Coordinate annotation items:
· · ·

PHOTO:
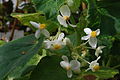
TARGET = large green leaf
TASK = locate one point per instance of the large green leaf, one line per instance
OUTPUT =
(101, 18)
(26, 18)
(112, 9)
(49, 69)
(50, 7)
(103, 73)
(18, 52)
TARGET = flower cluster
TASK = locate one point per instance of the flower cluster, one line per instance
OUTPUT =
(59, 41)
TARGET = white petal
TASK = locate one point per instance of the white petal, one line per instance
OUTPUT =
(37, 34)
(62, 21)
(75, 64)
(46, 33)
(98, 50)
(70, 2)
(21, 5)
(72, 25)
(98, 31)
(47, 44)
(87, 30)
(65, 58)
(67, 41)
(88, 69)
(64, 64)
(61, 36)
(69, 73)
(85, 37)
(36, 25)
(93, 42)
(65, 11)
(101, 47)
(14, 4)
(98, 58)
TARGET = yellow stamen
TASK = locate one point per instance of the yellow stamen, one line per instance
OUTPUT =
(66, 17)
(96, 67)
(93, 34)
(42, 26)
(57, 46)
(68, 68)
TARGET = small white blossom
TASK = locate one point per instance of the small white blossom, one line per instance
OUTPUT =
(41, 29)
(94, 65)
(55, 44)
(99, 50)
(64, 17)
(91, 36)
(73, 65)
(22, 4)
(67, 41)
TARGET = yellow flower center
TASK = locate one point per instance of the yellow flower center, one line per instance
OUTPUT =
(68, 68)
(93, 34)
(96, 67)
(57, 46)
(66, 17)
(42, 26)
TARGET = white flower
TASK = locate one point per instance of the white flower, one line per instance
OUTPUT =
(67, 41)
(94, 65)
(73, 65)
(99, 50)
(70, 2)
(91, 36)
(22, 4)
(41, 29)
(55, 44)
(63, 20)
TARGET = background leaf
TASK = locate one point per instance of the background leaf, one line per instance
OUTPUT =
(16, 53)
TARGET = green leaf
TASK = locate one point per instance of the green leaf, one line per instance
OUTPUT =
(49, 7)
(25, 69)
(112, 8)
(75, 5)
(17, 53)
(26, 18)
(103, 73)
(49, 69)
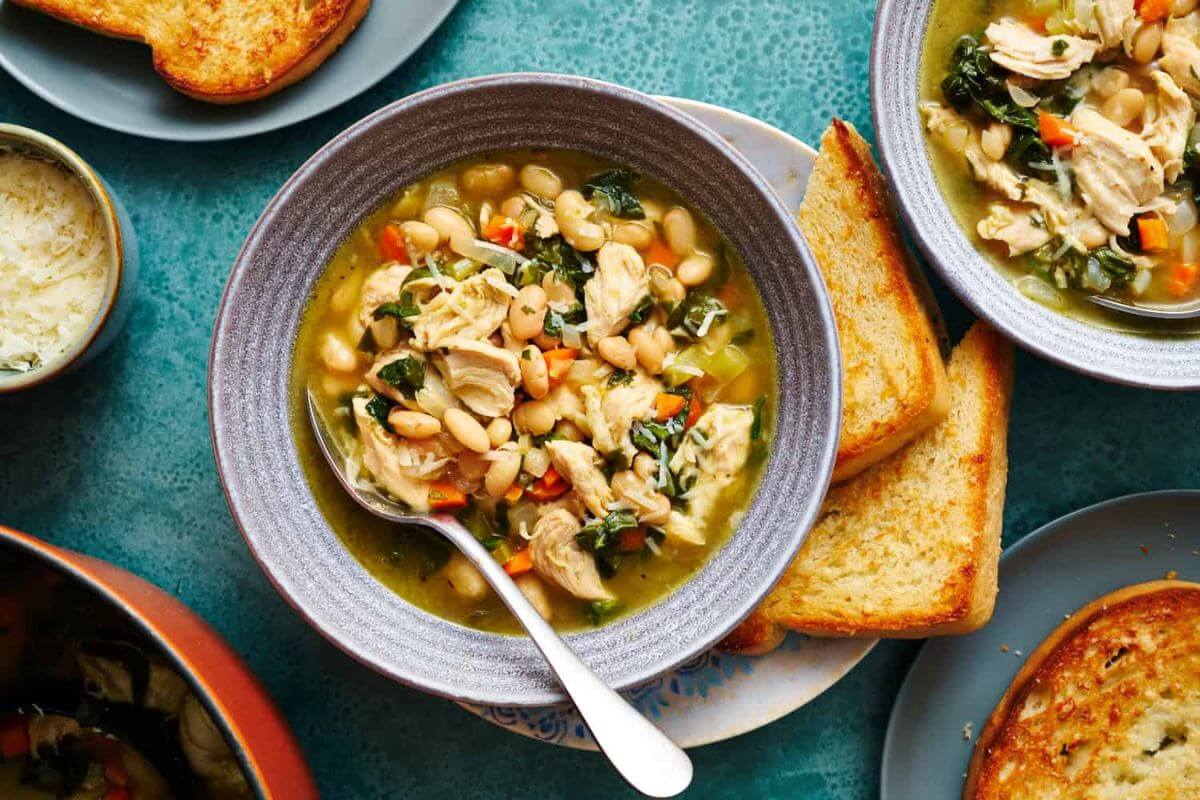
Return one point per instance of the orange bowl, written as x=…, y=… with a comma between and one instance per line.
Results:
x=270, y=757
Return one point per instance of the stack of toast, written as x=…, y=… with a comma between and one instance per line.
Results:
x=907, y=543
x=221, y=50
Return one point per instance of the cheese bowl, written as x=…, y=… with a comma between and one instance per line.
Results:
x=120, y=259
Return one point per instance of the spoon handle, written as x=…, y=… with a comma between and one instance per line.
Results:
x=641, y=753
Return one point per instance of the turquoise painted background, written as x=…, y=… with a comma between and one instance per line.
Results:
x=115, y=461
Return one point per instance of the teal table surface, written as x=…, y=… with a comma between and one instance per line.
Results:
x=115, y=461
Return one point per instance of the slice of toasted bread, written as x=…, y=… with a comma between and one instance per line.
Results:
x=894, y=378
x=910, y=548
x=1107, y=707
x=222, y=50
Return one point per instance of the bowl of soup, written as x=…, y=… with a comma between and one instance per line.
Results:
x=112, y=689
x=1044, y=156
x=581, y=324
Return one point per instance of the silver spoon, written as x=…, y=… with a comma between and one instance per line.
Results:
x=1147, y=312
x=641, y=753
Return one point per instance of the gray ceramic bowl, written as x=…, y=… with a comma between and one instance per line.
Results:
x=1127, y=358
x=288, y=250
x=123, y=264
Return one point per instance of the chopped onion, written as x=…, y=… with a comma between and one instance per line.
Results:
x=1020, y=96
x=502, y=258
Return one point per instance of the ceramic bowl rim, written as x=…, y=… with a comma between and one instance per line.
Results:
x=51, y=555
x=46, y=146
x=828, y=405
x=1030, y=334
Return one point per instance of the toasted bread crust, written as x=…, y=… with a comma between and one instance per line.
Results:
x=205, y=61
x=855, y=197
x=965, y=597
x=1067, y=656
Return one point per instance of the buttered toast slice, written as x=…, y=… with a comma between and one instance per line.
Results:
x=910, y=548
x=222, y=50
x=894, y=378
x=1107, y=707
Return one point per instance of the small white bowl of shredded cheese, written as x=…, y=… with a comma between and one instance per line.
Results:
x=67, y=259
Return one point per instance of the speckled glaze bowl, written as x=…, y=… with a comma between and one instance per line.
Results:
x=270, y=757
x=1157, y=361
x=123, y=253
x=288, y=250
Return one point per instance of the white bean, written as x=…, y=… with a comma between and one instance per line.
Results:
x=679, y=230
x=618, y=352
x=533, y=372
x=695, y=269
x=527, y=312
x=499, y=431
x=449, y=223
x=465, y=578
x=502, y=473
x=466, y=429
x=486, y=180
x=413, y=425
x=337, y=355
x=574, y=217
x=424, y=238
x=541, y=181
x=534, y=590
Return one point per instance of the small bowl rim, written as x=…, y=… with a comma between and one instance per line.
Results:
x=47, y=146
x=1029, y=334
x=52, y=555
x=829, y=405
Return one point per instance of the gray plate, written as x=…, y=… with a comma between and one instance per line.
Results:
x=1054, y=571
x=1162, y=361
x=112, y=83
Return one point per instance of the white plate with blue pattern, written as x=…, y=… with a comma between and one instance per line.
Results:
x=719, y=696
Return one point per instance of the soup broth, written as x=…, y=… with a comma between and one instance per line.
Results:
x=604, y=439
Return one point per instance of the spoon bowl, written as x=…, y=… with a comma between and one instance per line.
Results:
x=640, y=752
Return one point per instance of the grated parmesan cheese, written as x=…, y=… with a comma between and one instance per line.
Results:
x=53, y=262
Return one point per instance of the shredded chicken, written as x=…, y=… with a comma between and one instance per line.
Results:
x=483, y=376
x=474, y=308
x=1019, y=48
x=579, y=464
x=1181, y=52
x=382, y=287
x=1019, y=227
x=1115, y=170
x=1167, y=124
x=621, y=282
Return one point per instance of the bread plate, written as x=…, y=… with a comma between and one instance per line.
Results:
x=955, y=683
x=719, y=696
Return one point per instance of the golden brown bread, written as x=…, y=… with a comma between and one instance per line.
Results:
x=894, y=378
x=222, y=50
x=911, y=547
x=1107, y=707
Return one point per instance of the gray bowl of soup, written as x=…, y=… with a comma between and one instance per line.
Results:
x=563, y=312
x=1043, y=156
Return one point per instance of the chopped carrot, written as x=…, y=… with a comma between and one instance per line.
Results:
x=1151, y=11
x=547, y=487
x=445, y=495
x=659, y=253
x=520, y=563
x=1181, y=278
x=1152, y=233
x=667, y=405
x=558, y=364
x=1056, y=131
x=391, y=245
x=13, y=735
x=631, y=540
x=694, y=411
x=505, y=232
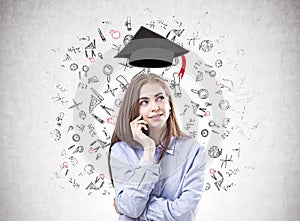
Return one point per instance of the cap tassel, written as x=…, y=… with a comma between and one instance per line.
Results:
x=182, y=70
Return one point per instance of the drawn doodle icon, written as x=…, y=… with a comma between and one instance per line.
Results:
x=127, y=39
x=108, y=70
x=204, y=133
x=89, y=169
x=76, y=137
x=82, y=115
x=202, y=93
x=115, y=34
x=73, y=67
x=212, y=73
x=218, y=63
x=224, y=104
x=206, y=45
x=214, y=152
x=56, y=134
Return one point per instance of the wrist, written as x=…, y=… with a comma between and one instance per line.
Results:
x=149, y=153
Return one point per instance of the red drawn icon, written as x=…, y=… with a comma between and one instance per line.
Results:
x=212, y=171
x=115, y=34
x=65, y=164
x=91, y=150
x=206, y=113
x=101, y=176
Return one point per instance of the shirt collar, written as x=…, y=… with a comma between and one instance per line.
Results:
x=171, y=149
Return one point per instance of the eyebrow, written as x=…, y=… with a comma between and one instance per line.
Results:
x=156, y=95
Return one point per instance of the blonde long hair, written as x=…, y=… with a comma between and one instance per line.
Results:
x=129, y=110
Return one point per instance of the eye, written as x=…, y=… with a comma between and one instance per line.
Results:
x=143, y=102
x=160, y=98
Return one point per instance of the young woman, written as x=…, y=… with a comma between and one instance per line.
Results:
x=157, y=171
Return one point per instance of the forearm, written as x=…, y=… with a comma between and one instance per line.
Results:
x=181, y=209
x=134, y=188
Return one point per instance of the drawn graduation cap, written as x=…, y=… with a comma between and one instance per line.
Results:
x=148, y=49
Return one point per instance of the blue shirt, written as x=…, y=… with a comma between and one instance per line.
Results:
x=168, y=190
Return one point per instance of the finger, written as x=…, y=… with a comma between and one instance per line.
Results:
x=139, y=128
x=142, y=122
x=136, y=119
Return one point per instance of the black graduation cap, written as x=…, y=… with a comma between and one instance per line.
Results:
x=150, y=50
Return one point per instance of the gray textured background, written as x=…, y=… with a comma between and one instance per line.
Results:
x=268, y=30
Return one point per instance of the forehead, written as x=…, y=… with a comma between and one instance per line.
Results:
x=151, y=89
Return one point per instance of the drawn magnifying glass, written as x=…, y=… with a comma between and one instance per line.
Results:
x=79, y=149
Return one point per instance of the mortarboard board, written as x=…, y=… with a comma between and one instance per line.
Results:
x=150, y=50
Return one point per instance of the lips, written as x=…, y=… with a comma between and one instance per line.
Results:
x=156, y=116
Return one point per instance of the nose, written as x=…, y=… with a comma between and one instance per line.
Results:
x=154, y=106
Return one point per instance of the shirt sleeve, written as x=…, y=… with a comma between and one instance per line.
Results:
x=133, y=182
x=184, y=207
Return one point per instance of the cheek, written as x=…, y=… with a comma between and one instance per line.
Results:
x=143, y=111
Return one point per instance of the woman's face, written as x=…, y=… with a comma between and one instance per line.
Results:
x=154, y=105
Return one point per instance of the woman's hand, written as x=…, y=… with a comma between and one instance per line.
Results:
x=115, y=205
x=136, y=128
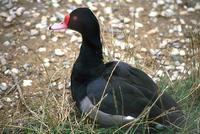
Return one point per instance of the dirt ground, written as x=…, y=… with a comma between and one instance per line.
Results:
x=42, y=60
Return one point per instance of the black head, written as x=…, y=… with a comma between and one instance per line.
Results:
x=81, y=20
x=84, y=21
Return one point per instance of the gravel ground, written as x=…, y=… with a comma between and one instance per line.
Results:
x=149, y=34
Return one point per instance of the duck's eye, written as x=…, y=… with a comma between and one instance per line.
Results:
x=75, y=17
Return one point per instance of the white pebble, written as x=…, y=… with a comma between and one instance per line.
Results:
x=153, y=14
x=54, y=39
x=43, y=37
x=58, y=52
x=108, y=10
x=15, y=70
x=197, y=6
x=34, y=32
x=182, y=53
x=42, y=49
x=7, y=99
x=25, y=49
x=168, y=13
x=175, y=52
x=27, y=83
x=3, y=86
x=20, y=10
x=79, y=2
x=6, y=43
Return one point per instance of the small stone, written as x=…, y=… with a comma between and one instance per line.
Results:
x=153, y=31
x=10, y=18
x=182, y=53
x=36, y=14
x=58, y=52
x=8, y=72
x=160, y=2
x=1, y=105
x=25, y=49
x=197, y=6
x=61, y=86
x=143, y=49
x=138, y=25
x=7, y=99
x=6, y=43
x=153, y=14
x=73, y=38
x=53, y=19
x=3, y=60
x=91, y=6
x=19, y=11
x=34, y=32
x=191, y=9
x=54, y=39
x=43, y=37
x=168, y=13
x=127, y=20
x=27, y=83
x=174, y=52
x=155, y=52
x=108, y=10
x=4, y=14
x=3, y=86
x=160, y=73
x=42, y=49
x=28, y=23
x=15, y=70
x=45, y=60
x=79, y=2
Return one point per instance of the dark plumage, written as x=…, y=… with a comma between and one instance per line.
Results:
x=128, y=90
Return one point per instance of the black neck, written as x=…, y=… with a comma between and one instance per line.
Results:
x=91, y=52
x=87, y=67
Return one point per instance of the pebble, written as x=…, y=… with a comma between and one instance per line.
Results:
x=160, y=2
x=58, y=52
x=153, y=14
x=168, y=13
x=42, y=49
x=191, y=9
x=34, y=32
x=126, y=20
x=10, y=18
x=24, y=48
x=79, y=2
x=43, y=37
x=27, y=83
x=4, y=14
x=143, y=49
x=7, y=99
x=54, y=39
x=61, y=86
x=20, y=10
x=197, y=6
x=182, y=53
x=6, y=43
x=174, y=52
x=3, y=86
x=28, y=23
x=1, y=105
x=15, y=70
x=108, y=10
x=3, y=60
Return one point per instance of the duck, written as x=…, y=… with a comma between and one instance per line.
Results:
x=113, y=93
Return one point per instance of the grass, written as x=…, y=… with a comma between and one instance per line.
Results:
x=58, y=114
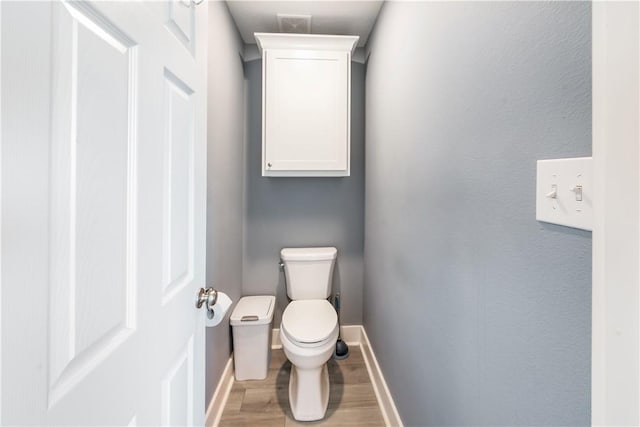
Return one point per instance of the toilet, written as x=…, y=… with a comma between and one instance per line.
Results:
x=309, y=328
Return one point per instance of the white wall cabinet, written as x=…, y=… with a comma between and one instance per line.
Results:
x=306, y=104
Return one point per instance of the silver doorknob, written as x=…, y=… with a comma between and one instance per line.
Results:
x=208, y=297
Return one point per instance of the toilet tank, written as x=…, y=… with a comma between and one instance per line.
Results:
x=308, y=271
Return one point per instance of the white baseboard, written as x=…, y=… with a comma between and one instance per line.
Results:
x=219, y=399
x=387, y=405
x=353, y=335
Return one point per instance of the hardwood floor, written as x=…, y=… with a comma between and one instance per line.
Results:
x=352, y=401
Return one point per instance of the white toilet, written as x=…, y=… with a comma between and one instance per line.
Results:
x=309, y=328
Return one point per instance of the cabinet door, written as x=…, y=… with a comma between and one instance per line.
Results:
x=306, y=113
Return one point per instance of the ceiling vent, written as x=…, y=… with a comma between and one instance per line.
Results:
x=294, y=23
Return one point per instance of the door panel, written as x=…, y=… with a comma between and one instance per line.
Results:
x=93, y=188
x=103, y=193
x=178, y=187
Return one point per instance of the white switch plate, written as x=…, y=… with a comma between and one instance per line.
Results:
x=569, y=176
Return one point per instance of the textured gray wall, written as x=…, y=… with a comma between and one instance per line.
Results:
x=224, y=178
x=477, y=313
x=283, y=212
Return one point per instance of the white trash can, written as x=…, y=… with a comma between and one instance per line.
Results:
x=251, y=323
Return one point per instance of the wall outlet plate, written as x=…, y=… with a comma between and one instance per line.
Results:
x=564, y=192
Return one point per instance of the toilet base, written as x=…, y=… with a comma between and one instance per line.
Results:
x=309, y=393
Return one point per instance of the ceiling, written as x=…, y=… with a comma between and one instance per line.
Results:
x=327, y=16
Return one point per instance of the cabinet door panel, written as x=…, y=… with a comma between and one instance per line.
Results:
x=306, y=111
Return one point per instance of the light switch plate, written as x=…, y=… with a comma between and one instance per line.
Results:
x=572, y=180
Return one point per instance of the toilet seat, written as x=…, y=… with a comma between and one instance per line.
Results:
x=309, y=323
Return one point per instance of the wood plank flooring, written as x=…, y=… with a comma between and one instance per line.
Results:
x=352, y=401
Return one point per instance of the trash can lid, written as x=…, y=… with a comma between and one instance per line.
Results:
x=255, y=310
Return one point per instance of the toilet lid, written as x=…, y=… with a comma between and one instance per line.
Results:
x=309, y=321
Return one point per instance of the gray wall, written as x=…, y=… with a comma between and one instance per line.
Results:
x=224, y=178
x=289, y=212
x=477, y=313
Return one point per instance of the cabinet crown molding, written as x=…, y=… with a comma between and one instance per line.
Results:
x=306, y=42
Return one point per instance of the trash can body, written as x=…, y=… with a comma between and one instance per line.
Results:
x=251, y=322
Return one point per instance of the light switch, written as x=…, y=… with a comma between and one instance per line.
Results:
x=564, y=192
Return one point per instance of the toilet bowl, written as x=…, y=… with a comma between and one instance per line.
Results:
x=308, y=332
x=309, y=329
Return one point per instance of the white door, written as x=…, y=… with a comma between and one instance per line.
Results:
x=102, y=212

· · ·

Retype, character for character, the lines above that begin with the line containing "Return one point per instance of the trash can body, written" and end with the line containing "x=309, y=329", both included.

Response for this exercise:
Return one point per instance of the trash can body, written as x=…, y=… with a comma between and one instance per line.
Results:
x=251, y=322
Return one point per instance of the light switch, written as x=…, y=… with a comma between and one instance per line.
Results:
x=564, y=192
Return one point per instance of the toilet bowl, written as x=…, y=… with a comma between and one instance per line.
Results:
x=308, y=332
x=309, y=329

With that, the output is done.